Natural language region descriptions
================

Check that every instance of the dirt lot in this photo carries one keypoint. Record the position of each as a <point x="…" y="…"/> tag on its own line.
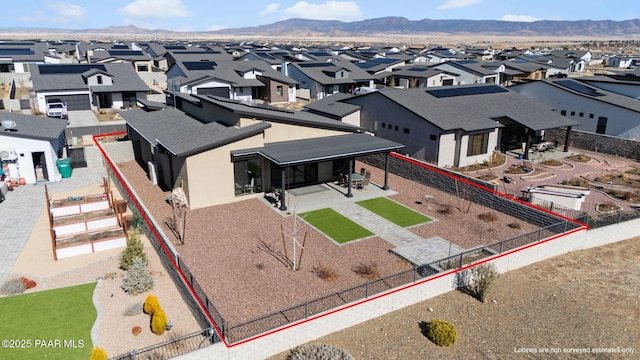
<point x="580" y="301"/>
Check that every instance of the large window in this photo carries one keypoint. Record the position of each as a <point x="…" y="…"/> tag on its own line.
<point x="478" y="144"/>
<point x="247" y="176"/>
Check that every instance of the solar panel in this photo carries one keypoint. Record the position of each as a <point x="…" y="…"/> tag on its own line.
<point x="125" y="53"/>
<point x="199" y="65"/>
<point x="311" y="65"/>
<point x="581" y="88"/>
<point x="69" y="69"/>
<point x="16" y="51"/>
<point x="465" y="91"/>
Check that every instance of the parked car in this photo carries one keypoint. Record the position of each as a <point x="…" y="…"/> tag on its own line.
<point x="56" y="108"/>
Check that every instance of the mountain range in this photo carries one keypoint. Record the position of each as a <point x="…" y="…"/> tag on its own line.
<point x="387" y="25"/>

================

Required action.
Exact copy, no pictures: reproduce every entry shown above.

The answer.
Check that every instance of the dirt lot in this photo carries one keypoint. Record the position of each as a <point x="…" y="…"/> tag on its own line.
<point x="580" y="301"/>
Check that every instance of the large window in this photo carries one keypoint. Record the position of each as a <point x="…" y="…"/> tag on its own line.
<point x="478" y="144"/>
<point x="247" y="176"/>
Check that every instance of the solar panel in this photo carries one keypoint. Record the position of each as a <point x="…" y="…"/> tag on its own line.
<point x="125" y="53"/>
<point x="199" y="65"/>
<point x="311" y="65"/>
<point x="581" y="88"/>
<point x="69" y="69"/>
<point x="16" y="51"/>
<point x="465" y="91"/>
Check that every instance of the parked car in this photo carries one keypoint. Record the position of each as a <point x="…" y="…"/> tag on its own line.
<point x="56" y="108"/>
Check that every instance of the mountain range in this photo carries one keypoint. Record the position of each as a <point x="…" y="…"/> tag on its own line.
<point x="387" y="25"/>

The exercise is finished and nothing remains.